(Tasks to carry out):
1 – From the article on bulk carrier losses below, list each cargo that it names as carried by the lost ships.
2 – Show every line of the records below that contains the word "bear". Case counts.

(Excerpted passage):
#####

Liquefaction and Lost Bulk Carriers: Is a Design Change Warranted?

By Dennis Bryant

A shocking number of bulk carriers (as well as a few OBOs – ore/bulk/oil carriers) have been suddenly and catastrophically lost at sea in the last 30 years.  

Following are the names of some of those vessels, in alphabetical order:

- Asian Forest (2009); 

- Black Rose(2009); 

- Bulk Jupiter (2015); 

- Derbyshire (1980); 

- Emerald Star (2017); 

- Harita Bauxite (2013); 

- Hong Wei (2010); 

- Hui Long (2005); 

- Jian Fu Star (2010); 

- Nasco Diamond (2010); 

- Stella Daisy (2017); 

- Sun Spirits (2012); 

- Trans Summer (2013); and 

- Vinalines Queen (2011).  

Several hundred sailors lost their lives in these casualties.


The known or suspected cause of these tragic losses has been liquefaction of cargo.  In all but one case, the lost ship was carrying one of three cargoes: iron ore fines; nickel ore, or bauxite.  Hui Long was carrying a cargo of fluorspar mineral.  These are all classified as solid bulk cargoes – granular materials loaded directly into a ship’s cargo holds.  These cargoes actually consist of two phases because invariably there is water present within the granular material.  The water may have accumulated during mining and processing, during storage (generally in piles on the ground exposed to the weather) while awaiting loading on the ship; or during or immediately after loading if precipitation occurs.  During the time that the ship is at the pier or transiting through calm water, the cargo is quite stable.

In an open seaway and particularly during heavy weather, the cargo becomes subject to significant stresses.  Those stresses lead to an increase in the water pressure.  When the water pressure exceeds the pressure of the granular cargo, the mass can liquefy.  This liquefaction can start in a small portion of the cargo and rapidly spread, resulting in a sudden shifting of the entire mass.  When this occurs on a modern bulk carrier with huge cargo hulls, the ship is subject to severe listing.  If not corrected quickly, the ship can capsize, often so fast that a distress signal is not sent.

#####

(Data provided):
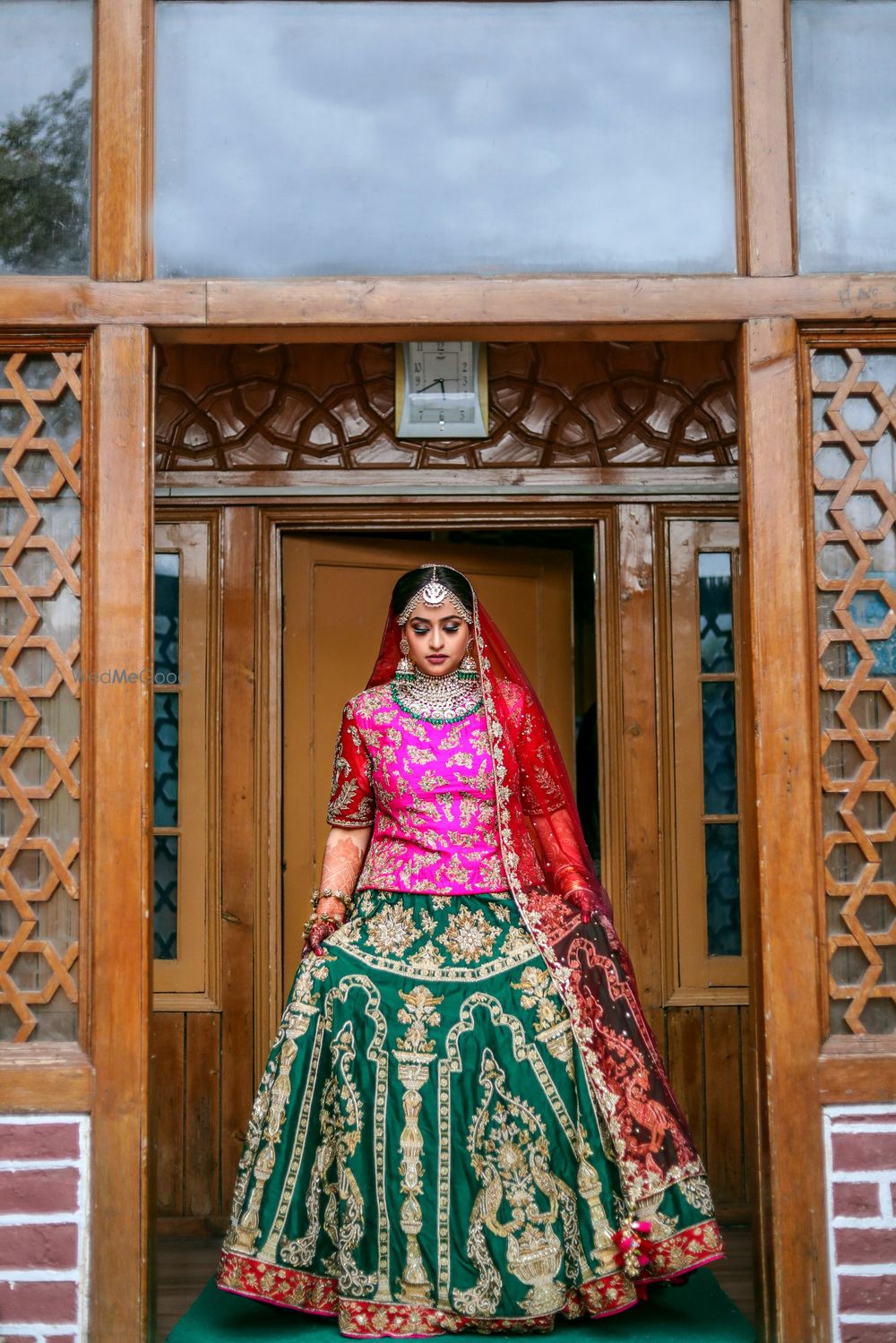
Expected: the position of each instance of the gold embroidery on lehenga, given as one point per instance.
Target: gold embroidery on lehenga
(392, 930)
(247, 1227)
(468, 935)
(414, 1055)
(341, 1125)
(426, 960)
(269, 1249)
(522, 1050)
(554, 1028)
(509, 1154)
(376, 1055)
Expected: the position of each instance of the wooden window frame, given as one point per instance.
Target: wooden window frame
(120, 311)
(191, 981)
(691, 976)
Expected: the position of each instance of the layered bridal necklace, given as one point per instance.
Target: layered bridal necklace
(437, 699)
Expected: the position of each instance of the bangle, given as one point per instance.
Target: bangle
(330, 891)
(314, 917)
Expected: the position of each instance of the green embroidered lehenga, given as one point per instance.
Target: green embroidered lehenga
(462, 1123)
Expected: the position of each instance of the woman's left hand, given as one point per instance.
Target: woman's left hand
(319, 933)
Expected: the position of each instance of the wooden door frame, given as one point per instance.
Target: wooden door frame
(400, 512)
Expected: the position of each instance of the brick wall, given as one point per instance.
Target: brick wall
(860, 1143)
(43, 1251)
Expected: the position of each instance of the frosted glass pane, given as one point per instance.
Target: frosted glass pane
(298, 137)
(844, 54)
(46, 54)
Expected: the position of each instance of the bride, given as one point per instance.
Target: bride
(463, 1122)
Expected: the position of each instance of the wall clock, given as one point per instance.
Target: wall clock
(441, 390)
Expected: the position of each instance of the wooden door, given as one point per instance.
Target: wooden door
(335, 600)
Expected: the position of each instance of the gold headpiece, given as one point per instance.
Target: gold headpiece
(435, 594)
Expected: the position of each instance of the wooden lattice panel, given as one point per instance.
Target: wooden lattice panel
(39, 692)
(567, 404)
(855, 478)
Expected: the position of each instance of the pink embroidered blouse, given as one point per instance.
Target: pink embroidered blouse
(429, 790)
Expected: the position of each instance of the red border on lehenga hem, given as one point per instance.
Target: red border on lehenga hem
(692, 1248)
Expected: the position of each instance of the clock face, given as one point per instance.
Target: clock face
(441, 391)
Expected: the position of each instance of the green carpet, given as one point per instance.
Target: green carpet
(696, 1311)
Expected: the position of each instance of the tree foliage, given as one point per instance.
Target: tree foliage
(45, 185)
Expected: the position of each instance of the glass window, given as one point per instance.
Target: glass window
(844, 53)
(45, 136)
(166, 740)
(303, 137)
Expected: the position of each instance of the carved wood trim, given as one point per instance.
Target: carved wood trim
(551, 406)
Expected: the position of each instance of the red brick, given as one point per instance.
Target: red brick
(39, 1192)
(39, 1246)
(38, 1141)
(866, 1245)
(51, 1303)
(864, 1151)
(857, 1332)
(857, 1201)
(871, 1295)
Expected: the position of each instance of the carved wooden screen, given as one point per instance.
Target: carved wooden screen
(39, 692)
(855, 484)
(568, 404)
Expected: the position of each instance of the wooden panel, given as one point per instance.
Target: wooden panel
(31, 301)
(46, 1079)
(562, 406)
(117, 599)
(322, 309)
(168, 1111)
(856, 1072)
(202, 1114)
(123, 142)
(788, 1010)
(684, 1033)
(766, 136)
(724, 1144)
(637, 911)
(429, 304)
(40, 521)
(855, 412)
(238, 822)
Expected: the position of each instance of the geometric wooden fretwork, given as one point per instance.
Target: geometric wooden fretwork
(39, 692)
(557, 404)
(855, 484)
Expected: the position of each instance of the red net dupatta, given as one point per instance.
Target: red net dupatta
(567, 911)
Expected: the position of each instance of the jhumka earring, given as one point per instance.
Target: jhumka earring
(468, 669)
(405, 670)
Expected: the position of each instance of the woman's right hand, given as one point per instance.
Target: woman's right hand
(317, 935)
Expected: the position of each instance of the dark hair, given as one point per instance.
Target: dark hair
(411, 583)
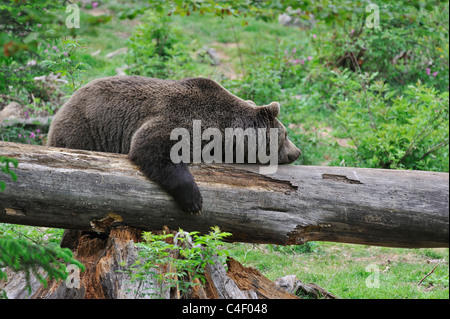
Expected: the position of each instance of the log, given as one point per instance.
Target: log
(107, 259)
(95, 191)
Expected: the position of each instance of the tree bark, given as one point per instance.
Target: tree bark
(95, 191)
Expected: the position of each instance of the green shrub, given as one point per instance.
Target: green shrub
(157, 48)
(392, 130)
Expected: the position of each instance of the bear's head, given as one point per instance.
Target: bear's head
(287, 151)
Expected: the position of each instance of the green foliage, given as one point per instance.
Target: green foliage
(5, 168)
(31, 258)
(157, 253)
(67, 61)
(157, 48)
(408, 131)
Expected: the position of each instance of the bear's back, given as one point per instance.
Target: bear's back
(104, 114)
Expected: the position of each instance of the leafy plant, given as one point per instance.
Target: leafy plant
(175, 261)
(408, 131)
(157, 48)
(32, 259)
(5, 168)
(67, 61)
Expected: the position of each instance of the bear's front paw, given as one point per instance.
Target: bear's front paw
(188, 198)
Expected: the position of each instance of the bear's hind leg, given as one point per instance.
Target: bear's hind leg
(149, 153)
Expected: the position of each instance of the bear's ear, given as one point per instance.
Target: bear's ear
(272, 109)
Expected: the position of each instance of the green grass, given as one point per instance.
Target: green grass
(352, 271)
(338, 268)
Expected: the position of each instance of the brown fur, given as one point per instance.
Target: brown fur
(134, 115)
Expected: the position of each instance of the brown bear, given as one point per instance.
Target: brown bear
(135, 115)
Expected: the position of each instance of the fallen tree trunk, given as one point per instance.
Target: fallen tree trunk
(95, 191)
(107, 260)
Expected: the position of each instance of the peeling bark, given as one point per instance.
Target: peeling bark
(95, 191)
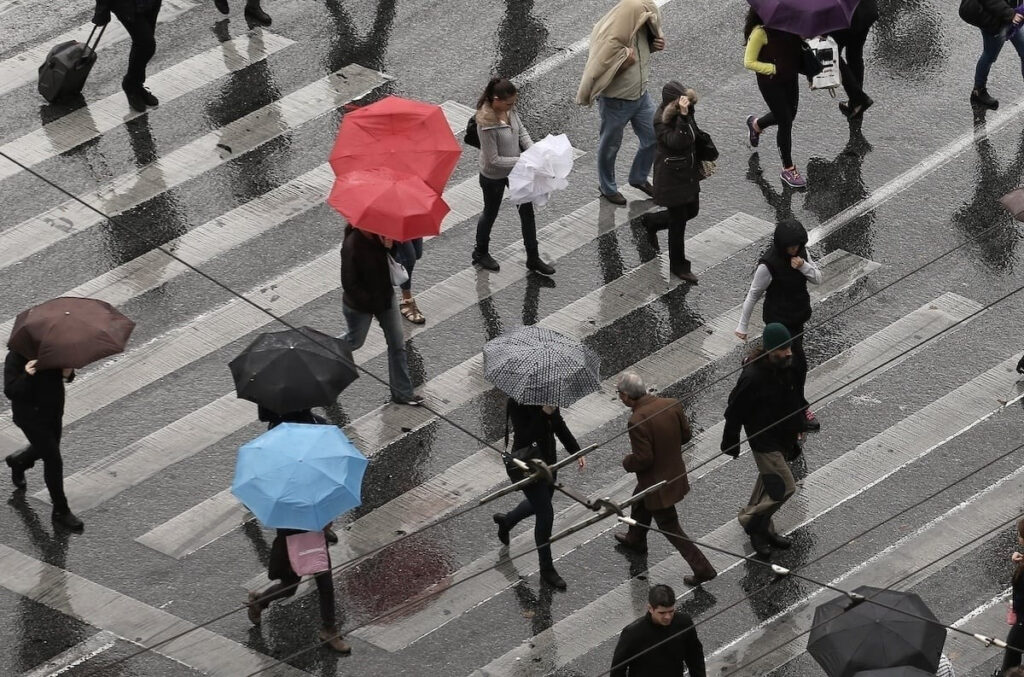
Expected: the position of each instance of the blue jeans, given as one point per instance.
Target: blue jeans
(991, 46)
(390, 322)
(614, 114)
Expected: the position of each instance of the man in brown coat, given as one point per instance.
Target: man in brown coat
(657, 430)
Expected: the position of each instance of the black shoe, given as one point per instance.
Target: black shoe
(16, 473)
(537, 265)
(503, 530)
(551, 577)
(256, 13)
(615, 199)
(68, 520)
(980, 96)
(645, 187)
(485, 261)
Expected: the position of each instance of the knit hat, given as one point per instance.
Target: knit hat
(775, 336)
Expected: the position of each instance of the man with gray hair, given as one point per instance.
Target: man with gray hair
(657, 430)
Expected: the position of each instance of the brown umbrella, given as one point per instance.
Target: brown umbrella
(70, 332)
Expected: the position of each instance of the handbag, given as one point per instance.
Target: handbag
(307, 553)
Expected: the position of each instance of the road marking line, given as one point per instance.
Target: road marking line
(131, 620)
(187, 162)
(95, 119)
(24, 68)
(923, 324)
(822, 491)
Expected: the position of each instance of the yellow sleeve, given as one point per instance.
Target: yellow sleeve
(758, 40)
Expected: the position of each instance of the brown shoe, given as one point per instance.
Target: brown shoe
(332, 638)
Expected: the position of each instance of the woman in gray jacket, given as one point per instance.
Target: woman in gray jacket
(503, 137)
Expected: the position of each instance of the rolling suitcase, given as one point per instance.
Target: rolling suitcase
(67, 67)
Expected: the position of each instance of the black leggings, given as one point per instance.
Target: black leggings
(782, 97)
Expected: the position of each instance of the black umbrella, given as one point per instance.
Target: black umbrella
(293, 370)
(851, 636)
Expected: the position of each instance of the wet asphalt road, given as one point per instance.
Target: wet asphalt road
(920, 64)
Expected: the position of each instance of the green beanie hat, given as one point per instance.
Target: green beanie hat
(775, 336)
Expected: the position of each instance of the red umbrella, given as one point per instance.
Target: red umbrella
(70, 332)
(388, 203)
(400, 134)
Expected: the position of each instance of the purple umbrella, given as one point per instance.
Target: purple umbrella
(806, 17)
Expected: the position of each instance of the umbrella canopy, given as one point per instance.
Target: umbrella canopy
(805, 17)
(293, 370)
(849, 637)
(541, 170)
(397, 133)
(537, 366)
(299, 475)
(388, 203)
(70, 332)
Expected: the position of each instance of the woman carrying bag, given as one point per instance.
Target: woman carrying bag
(535, 428)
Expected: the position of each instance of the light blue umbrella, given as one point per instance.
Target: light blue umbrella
(299, 475)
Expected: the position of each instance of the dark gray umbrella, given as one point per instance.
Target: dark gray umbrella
(851, 636)
(537, 366)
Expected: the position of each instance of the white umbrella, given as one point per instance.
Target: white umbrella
(541, 170)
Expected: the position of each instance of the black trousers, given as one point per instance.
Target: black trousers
(44, 445)
(140, 23)
(782, 97)
(494, 191)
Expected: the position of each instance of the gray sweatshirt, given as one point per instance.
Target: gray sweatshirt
(501, 143)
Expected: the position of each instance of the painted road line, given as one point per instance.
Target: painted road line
(440, 302)
(932, 545)
(233, 228)
(821, 492)
(187, 162)
(24, 68)
(100, 117)
(918, 327)
(131, 620)
(76, 656)
(483, 470)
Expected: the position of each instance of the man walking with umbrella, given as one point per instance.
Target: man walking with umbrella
(657, 430)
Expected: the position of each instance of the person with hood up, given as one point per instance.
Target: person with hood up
(616, 74)
(681, 146)
(765, 402)
(781, 278)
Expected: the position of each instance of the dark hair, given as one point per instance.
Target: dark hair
(662, 595)
(497, 88)
(752, 22)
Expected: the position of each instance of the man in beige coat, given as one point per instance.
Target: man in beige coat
(616, 74)
(657, 430)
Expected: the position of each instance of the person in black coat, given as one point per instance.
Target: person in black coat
(139, 19)
(536, 426)
(640, 652)
(37, 399)
(995, 18)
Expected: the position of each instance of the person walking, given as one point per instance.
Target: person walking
(253, 11)
(851, 59)
(681, 146)
(781, 277)
(658, 429)
(37, 400)
(999, 23)
(616, 74)
(1011, 658)
(660, 643)
(139, 19)
(503, 137)
(775, 56)
(368, 293)
(280, 569)
(765, 402)
(536, 426)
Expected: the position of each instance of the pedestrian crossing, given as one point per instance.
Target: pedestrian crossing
(582, 632)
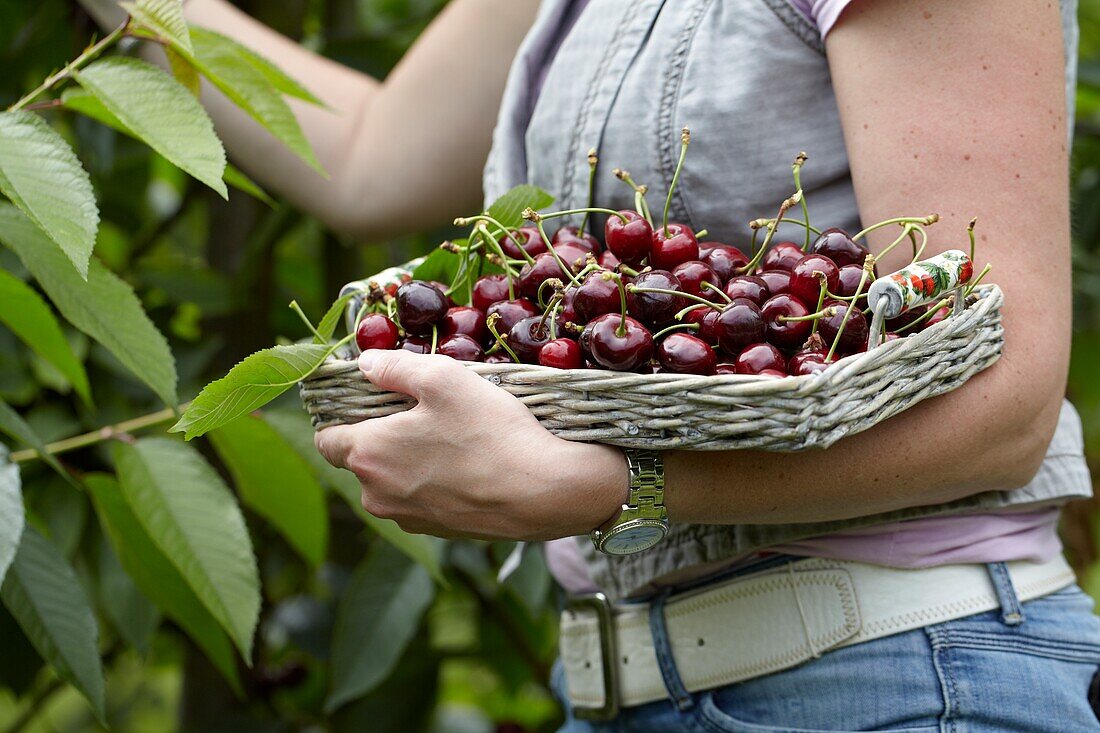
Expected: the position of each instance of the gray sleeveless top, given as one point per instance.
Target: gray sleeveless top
(751, 80)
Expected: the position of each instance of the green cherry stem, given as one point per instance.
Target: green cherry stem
(927, 221)
(662, 291)
(674, 327)
(868, 267)
(796, 168)
(593, 162)
(684, 141)
(712, 286)
(491, 324)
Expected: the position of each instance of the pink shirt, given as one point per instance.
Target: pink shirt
(912, 544)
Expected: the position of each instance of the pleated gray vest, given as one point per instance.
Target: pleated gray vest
(751, 80)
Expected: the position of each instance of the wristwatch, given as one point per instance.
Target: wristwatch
(644, 521)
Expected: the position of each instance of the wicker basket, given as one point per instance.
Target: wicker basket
(713, 413)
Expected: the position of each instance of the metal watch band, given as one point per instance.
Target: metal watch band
(647, 479)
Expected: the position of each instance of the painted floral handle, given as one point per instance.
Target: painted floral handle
(920, 283)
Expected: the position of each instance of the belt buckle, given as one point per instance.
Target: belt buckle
(602, 606)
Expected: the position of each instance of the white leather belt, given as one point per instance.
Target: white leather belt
(770, 621)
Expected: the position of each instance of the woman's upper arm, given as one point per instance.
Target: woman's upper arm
(959, 108)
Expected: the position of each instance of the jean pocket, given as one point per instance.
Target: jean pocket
(716, 720)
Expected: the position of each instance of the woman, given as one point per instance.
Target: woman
(934, 597)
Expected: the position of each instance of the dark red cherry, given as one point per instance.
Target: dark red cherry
(419, 307)
(656, 308)
(788, 335)
(781, 255)
(526, 237)
(778, 281)
(571, 233)
(692, 274)
(561, 353)
(628, 240)
(684, 353)
(512, 313)
(707, 319)
(758, 358)
(528, 337)
(465, 319)
(855, 334)
(572, 254)
(376, 331)
(848, 281)
(806, 362)
(739, 325)
(535, 273)
(624, 351)
(461, 347)
(804, 285)
(839, 248)
(607, 260)
(747, 286)
(680, 245)
(724, 260)
(596, 296)
(416, 345)
(490, 290)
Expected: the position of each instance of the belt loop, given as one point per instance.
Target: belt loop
(659, 631)
(1011, 613)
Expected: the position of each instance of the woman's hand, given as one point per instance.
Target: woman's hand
(470, 459)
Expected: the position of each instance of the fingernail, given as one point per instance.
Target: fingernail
(366, 361)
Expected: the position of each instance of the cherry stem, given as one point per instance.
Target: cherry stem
(685, 327)
(491, 324)
(684, 140)
(796, 168)
(295, 307)
(712, 286)
(928, 220)
(750, 265)
(662, 291)
(868, 267)
(561, 263)
(593, 161)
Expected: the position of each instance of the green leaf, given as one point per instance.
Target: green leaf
(222, 62)
(28, 316)
(105, 307)
(13, 425)
(47, 600)
(377, 616)
(235, 178)
(276, 483)
(162, 112)
(133, 615)
(194, 518)
(295, 428)
(156, 577)
(183, 72)
(164, 18)
(41, 175)
(508, 209)
(254, 382)
(11, 514)
(328, 325)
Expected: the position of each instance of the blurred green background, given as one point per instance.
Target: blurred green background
(216, 277)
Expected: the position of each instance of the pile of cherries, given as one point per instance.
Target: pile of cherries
(653, 301)
(648, 298)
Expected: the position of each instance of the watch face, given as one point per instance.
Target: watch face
(634, 538)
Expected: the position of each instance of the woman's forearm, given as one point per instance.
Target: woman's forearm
(404, 154)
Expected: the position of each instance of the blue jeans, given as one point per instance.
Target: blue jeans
(986, 673)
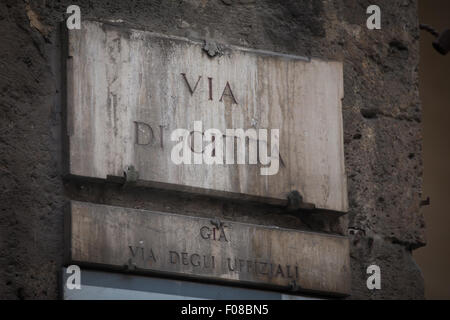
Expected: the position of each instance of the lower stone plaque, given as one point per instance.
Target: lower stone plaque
(209, 249)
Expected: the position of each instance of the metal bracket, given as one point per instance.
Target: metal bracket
(131, 176)
(212, 48)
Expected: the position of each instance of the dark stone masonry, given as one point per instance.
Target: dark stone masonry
(381, 112)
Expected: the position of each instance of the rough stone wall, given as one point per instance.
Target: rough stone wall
(382, 129)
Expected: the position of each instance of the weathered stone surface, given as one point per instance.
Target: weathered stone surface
(382, 129)
(128, 90)
(203, 248)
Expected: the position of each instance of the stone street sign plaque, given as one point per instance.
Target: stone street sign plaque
(128, 91)
(147, 241)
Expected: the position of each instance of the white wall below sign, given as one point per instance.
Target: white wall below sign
(97, 285)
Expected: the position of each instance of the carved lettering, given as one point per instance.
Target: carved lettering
(191, 90)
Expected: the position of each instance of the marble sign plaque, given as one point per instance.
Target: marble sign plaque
(129, 90)
(210, 249)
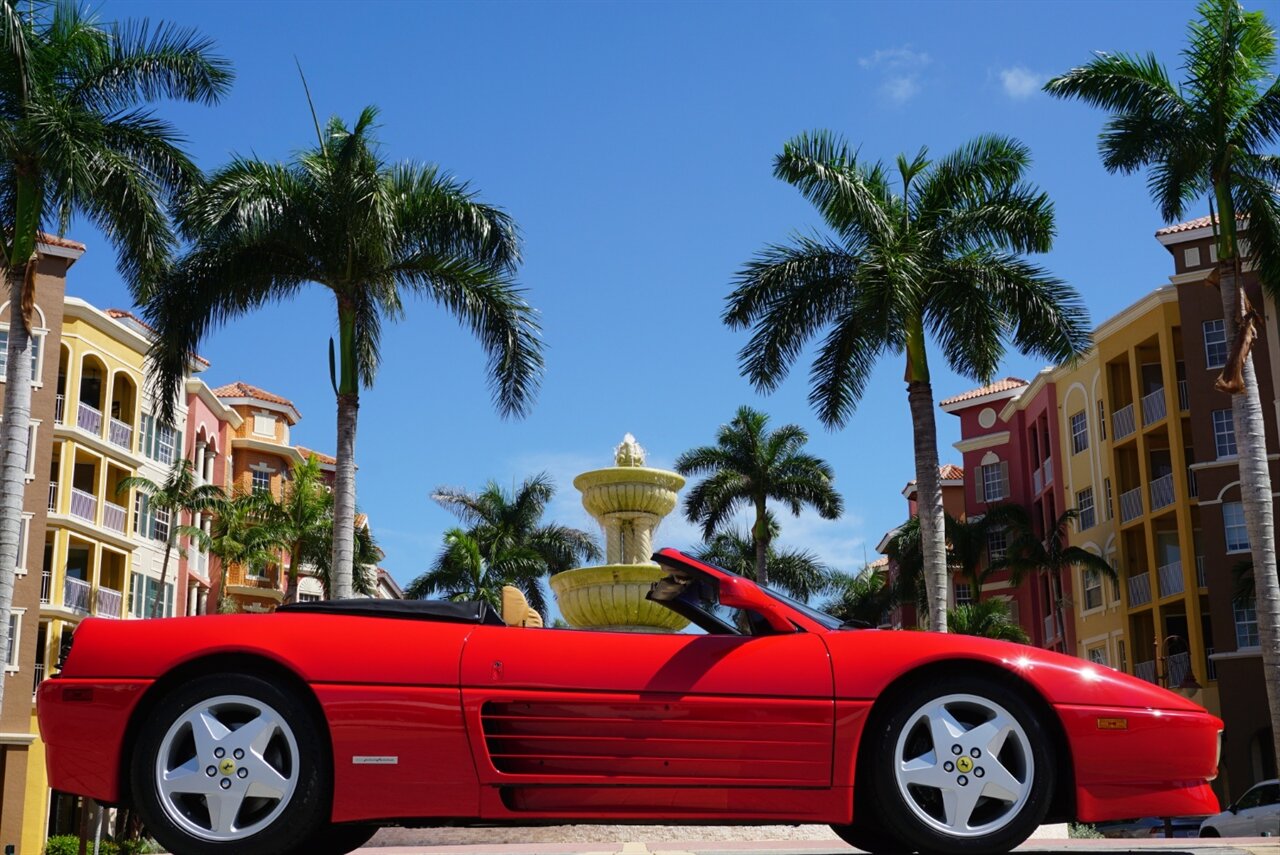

#####

(Solutions to the exercise):
1 –
- Iron ore fines
- Nickel ore
- Bauxite
- Fluorspar mineral

2 –
Expected: the position of each instance of the bear's head, given as one point per instance.
Target: bear's head
Expected: the position of each instance of the bear's back, given as one point per instance.
Target: bear's back
Expected: the position of each instance of the bear's front paw, given as one point per instance.
Target: bear's front paw
Expected: the position of each instance of the bear's hind leg, given as one point per instance.
Target: bear's hind leg
Expected: the position of each instance of the bear's ear, given as one point per instance.
Target: bear's ear
Expected: the position of each instance of the brown bear, given as one point per instance.
Target: brown bear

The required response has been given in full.